*Source data:*

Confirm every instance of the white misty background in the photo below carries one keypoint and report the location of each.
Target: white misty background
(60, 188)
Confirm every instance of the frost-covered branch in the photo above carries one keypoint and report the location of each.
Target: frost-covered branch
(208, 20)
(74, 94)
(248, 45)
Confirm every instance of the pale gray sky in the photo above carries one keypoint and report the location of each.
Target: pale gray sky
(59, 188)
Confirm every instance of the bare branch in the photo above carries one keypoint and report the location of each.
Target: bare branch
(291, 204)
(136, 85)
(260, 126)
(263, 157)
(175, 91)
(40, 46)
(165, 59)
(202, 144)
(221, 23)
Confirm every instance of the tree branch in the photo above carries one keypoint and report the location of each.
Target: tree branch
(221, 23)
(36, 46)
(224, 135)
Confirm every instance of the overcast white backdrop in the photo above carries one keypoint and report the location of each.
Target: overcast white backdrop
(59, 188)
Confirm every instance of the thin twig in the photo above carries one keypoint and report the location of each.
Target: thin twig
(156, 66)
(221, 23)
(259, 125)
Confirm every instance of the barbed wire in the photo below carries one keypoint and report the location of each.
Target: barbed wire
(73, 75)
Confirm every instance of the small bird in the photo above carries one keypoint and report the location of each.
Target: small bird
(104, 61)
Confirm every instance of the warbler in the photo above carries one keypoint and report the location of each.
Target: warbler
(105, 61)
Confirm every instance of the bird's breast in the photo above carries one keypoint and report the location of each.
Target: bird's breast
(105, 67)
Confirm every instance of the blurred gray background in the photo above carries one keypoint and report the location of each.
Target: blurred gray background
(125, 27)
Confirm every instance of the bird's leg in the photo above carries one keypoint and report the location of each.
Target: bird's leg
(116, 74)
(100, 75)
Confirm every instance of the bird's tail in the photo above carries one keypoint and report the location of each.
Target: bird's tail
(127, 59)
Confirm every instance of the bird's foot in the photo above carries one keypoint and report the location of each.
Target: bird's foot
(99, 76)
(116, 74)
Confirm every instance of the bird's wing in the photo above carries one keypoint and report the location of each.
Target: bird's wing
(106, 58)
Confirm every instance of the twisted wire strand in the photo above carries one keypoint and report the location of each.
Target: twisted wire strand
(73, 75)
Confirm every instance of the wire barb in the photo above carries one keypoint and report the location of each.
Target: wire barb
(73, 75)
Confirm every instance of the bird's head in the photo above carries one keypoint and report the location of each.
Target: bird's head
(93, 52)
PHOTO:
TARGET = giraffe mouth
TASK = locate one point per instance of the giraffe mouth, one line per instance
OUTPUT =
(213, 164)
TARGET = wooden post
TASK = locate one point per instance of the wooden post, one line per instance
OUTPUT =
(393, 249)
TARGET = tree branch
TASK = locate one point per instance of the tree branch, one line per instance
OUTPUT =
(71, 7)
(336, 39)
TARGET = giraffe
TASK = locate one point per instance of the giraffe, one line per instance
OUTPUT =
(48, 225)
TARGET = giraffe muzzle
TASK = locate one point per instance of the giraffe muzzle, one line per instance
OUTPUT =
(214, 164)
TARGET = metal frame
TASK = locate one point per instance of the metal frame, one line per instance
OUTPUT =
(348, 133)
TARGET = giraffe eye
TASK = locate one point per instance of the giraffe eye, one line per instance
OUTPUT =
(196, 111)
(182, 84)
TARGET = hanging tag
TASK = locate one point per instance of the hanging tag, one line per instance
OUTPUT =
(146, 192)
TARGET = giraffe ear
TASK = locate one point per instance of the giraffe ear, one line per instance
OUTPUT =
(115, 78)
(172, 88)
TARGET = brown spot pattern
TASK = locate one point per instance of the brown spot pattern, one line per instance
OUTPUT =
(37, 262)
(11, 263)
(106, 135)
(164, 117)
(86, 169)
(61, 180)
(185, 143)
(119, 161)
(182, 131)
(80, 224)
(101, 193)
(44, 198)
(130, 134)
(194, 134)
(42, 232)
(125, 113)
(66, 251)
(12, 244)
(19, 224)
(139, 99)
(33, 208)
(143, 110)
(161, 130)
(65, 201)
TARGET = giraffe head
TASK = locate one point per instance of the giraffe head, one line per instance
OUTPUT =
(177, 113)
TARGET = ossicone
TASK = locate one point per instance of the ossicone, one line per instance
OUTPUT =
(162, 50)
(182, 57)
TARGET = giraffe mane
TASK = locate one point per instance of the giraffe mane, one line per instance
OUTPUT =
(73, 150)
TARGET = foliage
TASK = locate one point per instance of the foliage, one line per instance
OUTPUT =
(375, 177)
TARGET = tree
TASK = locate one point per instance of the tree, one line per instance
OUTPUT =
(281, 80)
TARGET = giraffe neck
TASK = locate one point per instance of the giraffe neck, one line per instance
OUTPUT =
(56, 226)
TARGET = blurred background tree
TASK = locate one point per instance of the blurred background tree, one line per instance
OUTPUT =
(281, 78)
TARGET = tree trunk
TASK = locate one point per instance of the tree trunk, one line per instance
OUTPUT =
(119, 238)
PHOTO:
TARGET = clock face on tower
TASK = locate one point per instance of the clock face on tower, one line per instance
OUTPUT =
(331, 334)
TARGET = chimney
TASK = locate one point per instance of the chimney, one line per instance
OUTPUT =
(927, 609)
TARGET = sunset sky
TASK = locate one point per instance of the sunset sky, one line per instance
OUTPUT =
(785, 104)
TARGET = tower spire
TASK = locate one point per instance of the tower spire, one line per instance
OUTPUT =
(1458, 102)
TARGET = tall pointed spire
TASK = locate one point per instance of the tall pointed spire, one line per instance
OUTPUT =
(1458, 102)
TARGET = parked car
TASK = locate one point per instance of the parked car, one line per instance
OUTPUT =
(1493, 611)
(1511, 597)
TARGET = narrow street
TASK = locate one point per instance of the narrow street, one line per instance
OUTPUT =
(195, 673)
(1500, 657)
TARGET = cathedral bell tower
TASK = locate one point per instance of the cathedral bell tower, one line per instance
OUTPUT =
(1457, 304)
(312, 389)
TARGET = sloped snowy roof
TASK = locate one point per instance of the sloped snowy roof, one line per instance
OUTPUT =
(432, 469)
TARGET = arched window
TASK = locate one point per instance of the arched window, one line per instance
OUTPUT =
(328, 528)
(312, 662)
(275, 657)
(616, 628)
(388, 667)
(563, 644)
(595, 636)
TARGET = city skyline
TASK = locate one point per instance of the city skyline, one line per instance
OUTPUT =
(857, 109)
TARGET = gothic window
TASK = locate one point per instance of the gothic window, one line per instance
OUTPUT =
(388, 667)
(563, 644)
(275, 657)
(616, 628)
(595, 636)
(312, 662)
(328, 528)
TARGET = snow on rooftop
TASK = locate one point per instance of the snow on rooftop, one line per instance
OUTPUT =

*Task goal:* Repeat back the data above, exact to the last character.

*Written response:*
Confirm every instance of the white misty background in the photo below carries one keypoint and report the location of each.
Target: white misty background
(60, 188)
Confirm every instance of the frost-covered branch in the photo above carries one keypoint and report the location of each.
Target: frost-covered branch
(208, 20)
(74, 94)
(248, 45)
Confirm every instance of the pale gray sky in the photo above carries one keypoint and report the location of each.
Target: pale gray sky
(59, 188)
Confirm every instance of the bare branch in the photo above carries one keypoint and report the location of each.
Target: bare branch
(291, 204)
(136, 85)
(260, 126)
(263, 157)
(175, 91)
(40, 46)
(165, 59)
(202, 144)
(221, 23)
Confirm every instance of the tree branch in the photo above carries one keypoint and report the location of each.
Target: tree branch
(221, 23)
(36, 46)
(224, 135)
Confirm every instance of the overcast white backdrop in the photo above carries one keypoint and report the location of each.
Target: overcast white backdrop
(59, 188)
Confirm every instance of the thin twig in the photo above carries one keypoint and report the location of each.
Target: thin twig
(156, 66)
(221, 23)
(259, 125)
Confirm every instance of the barbed wire in the photo below carries one keypoint and report the location of each.
Target: barbed wire
(73, 75)
Confirm every instance of the small bird in the photo above carries one keypoint and report the location of each.
Target: small bird
(104, 61)
Confirm every instance of the warbler in the photo above carries one keypoint and report the location of each.
Target: warbler
(105, 61)
Confirm every instance of the bird's breast in the photo above carries one keypoint and report the location of each.
Target: bird's breast
(105, 67)
Confirm every instance of the blurred gray background in the photo above carries one keypoint and report the location of each.
Target: blurred gray background
(125, 27)
Confirm every instance of the bird's leg in the photo above carries one keypoint and report the location of each.
Target: bird's leg
(116, 74)
(100, 75)
Confirm every instance of the bird's tail in the photo above carries one keypoint and report the location of each.
Target: bird's tail
(127, 59)
Confirm every instance of the bird's foot in the photo above carries one keypoint and report the location of each.
Target: bird's foot
(99, 76)
(116, 74)
Confirm every instance of the bird's wing in the photo above carries one keypoint and report the location of each.
Target: bird's wing
(106, 58)
Confirm every instance of the twisted wire strand in the photo above carries one keypoint and report the location of each.
Target: twisted wire strand
(73, 75)
Confirm every instance of the wire barb in the photo above carries one keypoint and report the location of each.
Target: wire barb
(73, 75)
Confirm every instance of the bird's head in the photo above carries one keypoint and report the location of each.
Target: bird's head
(93, 52)
PHOTO:
TARGET = giraffe mouth
TASK = locate one point per instance of the giraffe mouth, one line per instance
OUTPUT =
(213, 164)
TARGET = wooden post
TASK = locate one point per instance of the wooden post, one line per instance
OUTPUT =
(393, 249)
TARGET = tree branch
TASK = locate one point per instance of the tree branch, one line per instance
OUTPUT =
(71, 7)
(336, 39)
TARGET = giraffe
TASK = locate one point per instance of the giraffe, one line per instance
OUTPUT =
(48, 225)
TARGET = giraffe muzzle
TASK = locate one point per instance of the giraffe muzzle, one line per instance
OUTPUT =
(214, 164)
TARGET = metal frame
TASK = locate one point per instance of the metal frame, one line per instance
OUTPUT =
(348, 133)
TARGET = giraffe eye
TASK = locate one point per instance of the giraffe eye, one line per instance
OUTPUT =
(196, 111)
(182, 84)
TARGET = hanging tag
TASK = locate one point per instance of the hanging tag, one line per instance
OUTPUT =
(146, 192)
TARGET = giraffe ear
TASK = locate one point per instance of the giraffe ear, one line per instance
OUTPUT =
(115, 78)
(172, 88)
TARGET = brown spot pattern
TASK = locate one point per instance of the brown spot pattern, one line per instance
OUTPUT =
(37, 262)
(11, 263)
(106, 135)
(164, 117)
(86, 169)
(61, 180)
(185, 143)
(119, 161)
(182, 131)
(80, 224)
(101, 193)
(44, 198)
(130, 134)
(194, 134)
(42, 232)
(125, 113)
(66, 251)
(12, 244)
(19, 224)
(139, 99)
(33, 208)
(143, 110)
(161, 130)
(65, 201)
TARGET = giraffe head
TASK = locate one point per instance of the giraffe head, one line per instance
OUTPUT =
(177, 113)
TARGET = ossicone
TASK = locate one point per instance of the ossicone, one line per instance
OUTPUT =
(162, 50)
(182, 57)
TARGET = giraffe mane
TASK = locate one point per instance of the giraffe mane, one line per instance
OUTPUT =
(73, 150)
TARGET = foliage
TASK = locate one point per instance of the foliage, one line per instance
OUTPUT =
(375, 177)
TARGET = tree
TASK = locate one point per instance of the tree, one line per instance
OUTPUT =
(281, 80)
TARGET = giraffe neck
TASK = locate one point per instance of the giraffe neck, one line per instance
OUTPUT =
(56, 226)
TARGET = blurred background tree
TASK = locate one point per instance of the blurred background tree, one line per instance
OUTPUT =
(281, 78)
TARGET = tree trunk
TASK = locate one point per instance of the tree trunk, one line per instance
OUTPUT =
(119, 238)
PHOTO:
TARGET = clock face on tower
TASK = locate one point per instance of the clock face on tower, one line per instance
OUTPUT =
(331, 334)
TARGET = chimney
TASK = locate one point per instance of the chimney, one line per instance
OUTPUT =
(927, 609)
TARGET = sunset sky
TASK = locate one point per instance of the sunset sky, one line per instance
OUTPUT =
(785, 104)
TARGET = tower spire
TASK = locate one point per instance of the tower spire, one line per instance
OUTPUT =
(1458, 102)
TARGET = tall pointed spire
TASK = locate one point per instance of the tall pointed spire, one line per instance
OUTPUT =
(1458, 102)
TARGET = parked car
TASK = locate one point per instance of the parked car, one line per instance
OUTPUT =
(1493, 611)
(1511, 597)
TARGET = narrow street
TASK = locate one point per instance of the narrow street, one line per instance
OUTPUT =
(195, 673)
(1500, 657)
TARGET = cathedral bell tower
TASK = locate one point per instance of the cathedral bell tower, one line per instance
OUTPUT =
(1457, 304)
(312, 389)
TARGET = sloped snowy roof
TASK = locate one point per instance of the sloped snowy roof, one line per instance
OUTPUT =
(432, 469)
TARGET = arched window
TASK = locate one point per instance of the arched window, one line per instance
OUTPUT =
(328, 528)
(312, 662)
(275, 657)
(616, 628)
(388, 667)
(563, 644)
(595, 636)
TARGET = city skyline
TASK = locate one point per instance of the city skyline, one line per instance
OUTPUT =
(857, 109)
TARGET = gothic window
TASK = locate one point per instance of the gothic window, one line per instance
OUTPUT =
(388, 667)
(563, 644)
(275, 657)
(616, 628)
(595, 636)
(312, 662)
(328, 528)
TARGET = snow on rooftop
TASK = locate one point per instance of the snow on rooftop, one line per instance
OUTPUT =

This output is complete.